→ **Complete the following**:
[1] Reproduce verbatim the portion of the Bill Bowen obituary that opens with the words containing "Subsequently, Bowen was" and closes with "at that time.".
[2] Extend the obituary of banjoist Bill Bowen, continuing from the point at which it stops.

→ **Page text**:
William "Bill" Bowen

Veteran American Banjoist "Bill" Bowen died on January 21st at the age of 82 and with his passing the world has lost a player who did much to enhance the banjo scene during his lifetime.

"Bill" Bowen had been repairing a piano action at his home (for many years he had been a service manager for one of the largest piano houses in Jersey City and, although retired for some twelve years, he still did work for them in the vicinity of his home) and having promised to return it to the school on that Monday had failed to contact the man who helped him bring it to his home. Becoming impatient, his daughter Huldah offered to help him put it in his car. After some effort, they managed to get it in the car but, noting his obvious distress, his daughter told him he should go inside and rest. Mr. Bowen agreed, saying he thought he had a touch of indigestion. He walked to his garage about 20 feet away, put his hand out to support himself and slid to the ground. He was dead when Huldah reached him.

William ("Bill") D. Bowen was born in New Jersey on December 18th, 1880, and was a self-taught player of the banjo. As a youth of 15, he was appearing before large audiences and amazing his hearers with the cleverness of his playing, earning for him the appellations of "the boy wonder," "the Paderewski of the strings", and "the Mozart of the banjo". At one time during his early professional career, "Bill" Bowen had the distinction of holding up business on the New York Stock Exchange while many prominent brokers listened to his spirited music carried by tele­phone wires from a concert at which he was playing in Sag Harbor, Long Island.

Later he toured the vaudeville circuits with Mark King in a sketch called "Dooley & Son" which was written to highlight his banjo playing and the demand for encores often interfered with the progress of the sketch. As one critic at the time wrote, "He fairly made the banjo talk!"

Subsequently, Bowen was associated with Fred van Eps in concert work at the old New York Theatre and their duets won praise from all sections of the press. On this page, we reproduce a photograph of these two great banjoists as they were at that time.

→ **Provided data**:
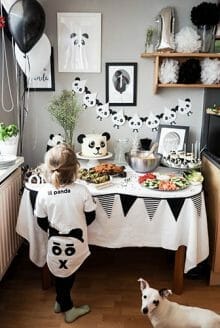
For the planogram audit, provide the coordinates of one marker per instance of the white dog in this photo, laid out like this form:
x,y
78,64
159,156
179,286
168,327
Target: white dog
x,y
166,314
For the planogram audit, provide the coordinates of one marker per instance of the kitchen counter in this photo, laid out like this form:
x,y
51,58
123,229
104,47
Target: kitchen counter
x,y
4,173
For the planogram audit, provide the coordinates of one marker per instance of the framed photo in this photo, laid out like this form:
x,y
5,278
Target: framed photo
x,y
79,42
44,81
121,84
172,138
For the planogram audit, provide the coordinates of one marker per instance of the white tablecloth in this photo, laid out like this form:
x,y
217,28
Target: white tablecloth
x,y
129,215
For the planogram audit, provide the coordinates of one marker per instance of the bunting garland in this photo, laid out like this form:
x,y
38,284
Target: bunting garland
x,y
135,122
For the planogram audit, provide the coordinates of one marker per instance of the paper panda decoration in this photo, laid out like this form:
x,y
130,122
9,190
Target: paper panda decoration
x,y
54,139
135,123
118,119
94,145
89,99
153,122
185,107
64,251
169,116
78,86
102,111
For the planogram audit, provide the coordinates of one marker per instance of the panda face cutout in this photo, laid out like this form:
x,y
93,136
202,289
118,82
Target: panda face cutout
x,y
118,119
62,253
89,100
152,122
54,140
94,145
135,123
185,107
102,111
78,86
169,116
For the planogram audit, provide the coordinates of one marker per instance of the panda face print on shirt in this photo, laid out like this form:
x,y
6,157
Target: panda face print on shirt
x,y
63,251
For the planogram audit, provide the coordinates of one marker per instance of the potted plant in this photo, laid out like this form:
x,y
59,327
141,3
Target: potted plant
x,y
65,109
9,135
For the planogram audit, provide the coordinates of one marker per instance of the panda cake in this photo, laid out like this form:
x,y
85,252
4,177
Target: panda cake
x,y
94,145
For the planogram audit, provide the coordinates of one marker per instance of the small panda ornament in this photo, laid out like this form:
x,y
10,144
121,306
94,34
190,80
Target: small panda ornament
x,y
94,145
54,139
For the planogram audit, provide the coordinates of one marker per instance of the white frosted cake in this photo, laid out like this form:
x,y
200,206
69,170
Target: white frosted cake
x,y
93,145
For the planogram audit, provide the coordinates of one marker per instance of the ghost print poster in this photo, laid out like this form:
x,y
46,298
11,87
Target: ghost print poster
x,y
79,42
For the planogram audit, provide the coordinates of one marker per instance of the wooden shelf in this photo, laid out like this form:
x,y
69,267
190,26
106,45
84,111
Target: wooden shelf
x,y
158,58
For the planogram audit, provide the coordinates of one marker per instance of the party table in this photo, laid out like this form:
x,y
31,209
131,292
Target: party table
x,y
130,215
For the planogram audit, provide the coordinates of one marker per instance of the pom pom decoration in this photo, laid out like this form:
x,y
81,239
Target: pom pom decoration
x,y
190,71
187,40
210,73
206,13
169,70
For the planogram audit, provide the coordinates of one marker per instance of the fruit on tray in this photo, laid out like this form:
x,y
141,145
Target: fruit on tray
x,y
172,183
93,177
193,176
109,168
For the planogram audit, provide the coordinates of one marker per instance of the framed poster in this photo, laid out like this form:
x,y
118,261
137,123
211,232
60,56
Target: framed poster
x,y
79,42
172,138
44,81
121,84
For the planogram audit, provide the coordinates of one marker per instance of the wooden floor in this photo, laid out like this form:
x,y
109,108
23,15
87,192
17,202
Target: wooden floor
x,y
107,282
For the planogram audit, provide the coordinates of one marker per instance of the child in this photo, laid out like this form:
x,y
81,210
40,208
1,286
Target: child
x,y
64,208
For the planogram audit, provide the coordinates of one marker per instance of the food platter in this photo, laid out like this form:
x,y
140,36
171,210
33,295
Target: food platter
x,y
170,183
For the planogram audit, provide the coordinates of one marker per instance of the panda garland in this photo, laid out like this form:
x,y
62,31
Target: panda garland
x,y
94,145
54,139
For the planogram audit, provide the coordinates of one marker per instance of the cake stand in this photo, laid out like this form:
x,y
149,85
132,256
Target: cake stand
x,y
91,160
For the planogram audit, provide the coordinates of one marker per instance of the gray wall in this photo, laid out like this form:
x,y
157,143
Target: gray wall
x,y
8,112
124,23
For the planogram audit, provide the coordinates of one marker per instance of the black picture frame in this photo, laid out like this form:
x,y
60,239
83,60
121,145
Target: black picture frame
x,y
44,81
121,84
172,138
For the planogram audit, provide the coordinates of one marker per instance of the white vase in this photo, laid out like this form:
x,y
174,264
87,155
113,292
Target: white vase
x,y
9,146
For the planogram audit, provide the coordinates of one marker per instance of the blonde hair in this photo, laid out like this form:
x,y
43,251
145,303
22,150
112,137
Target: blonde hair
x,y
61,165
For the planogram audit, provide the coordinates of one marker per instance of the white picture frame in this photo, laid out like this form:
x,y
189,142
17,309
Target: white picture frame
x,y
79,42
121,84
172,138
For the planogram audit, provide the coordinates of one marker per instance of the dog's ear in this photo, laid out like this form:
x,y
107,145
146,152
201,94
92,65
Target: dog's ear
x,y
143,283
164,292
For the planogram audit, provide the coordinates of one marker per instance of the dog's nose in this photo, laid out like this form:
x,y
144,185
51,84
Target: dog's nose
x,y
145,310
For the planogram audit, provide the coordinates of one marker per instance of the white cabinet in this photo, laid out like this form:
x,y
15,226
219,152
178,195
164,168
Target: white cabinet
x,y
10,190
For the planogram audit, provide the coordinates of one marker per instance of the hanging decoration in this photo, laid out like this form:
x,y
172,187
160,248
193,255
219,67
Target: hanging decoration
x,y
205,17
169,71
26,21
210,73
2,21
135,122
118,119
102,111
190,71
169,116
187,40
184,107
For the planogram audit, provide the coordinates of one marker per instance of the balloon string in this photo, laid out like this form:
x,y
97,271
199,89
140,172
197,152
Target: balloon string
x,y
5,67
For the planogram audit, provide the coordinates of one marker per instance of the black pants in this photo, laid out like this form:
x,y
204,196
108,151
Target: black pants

→ **Answers to the exercise**:
[1]
Subsequently, Bowen was associated with Fred van Eps in concert work at the old New York Theatre and their duets won praise from all sections of the press. On this page, we reproduce a photograph of these two great banjoists as they were at that time.

[2]
When the plectrum-banjo started to enjoy a great vogue in the U.S., "Bill" Bowen, a versatile and progressive player, quickly acclimatised himself to the new trend and became a pre-eminent plectrum artist. In 1927, he led the William L. Lange Enter­tainers in a weekly evening broadcast from station WOR, New York City. Responsible for the thirty-minute broadcasts, Mr. Bowen selected his programmes with care and often featured his own banjo compositions and arrangements. At one time he also directed his own orchestra at the Hotel Robert Treat in Newark, N.J.

With the passing years, "Bill" Bowen re­turned to his first love, the finger-style banjo and, despite his age, his lightning-fast fingers could still faultlessly render the difficult selections of such classics as "Valse" (Chopin), "Miserere from '11 Trovatore, and "Zigeunerweisen" (Sarasate). It is true to say his banjo technique was equaled by few others. He was ever willing to pass on his know­ledge to aspiring banjoists and many well-known players in the States attained success under his guidance. Among the most pro­minent of these was Miss Shirley Spaulding, probably the most famous of all female banjoists in the U.S.A. "Bill" Bowen's original compositions for the banjo have included "Banjo Shuffle", "Stepping Out", "A Ragtime Sneeze", "Sweet Dreams Mazurka", "Thoroughbred March", "Marche de Concert", "Ye Old Stone House Dance", "Flaming Melody”, "Nifty Notes”, "Intonation", "Ban Bow", "Falling Meteors", "Caprice Characteristic", and "Fond Recollections". His "Master Method for the Plectrum Banjo" was published by the Wm. J. Smith Music Co., in New York City in 1928.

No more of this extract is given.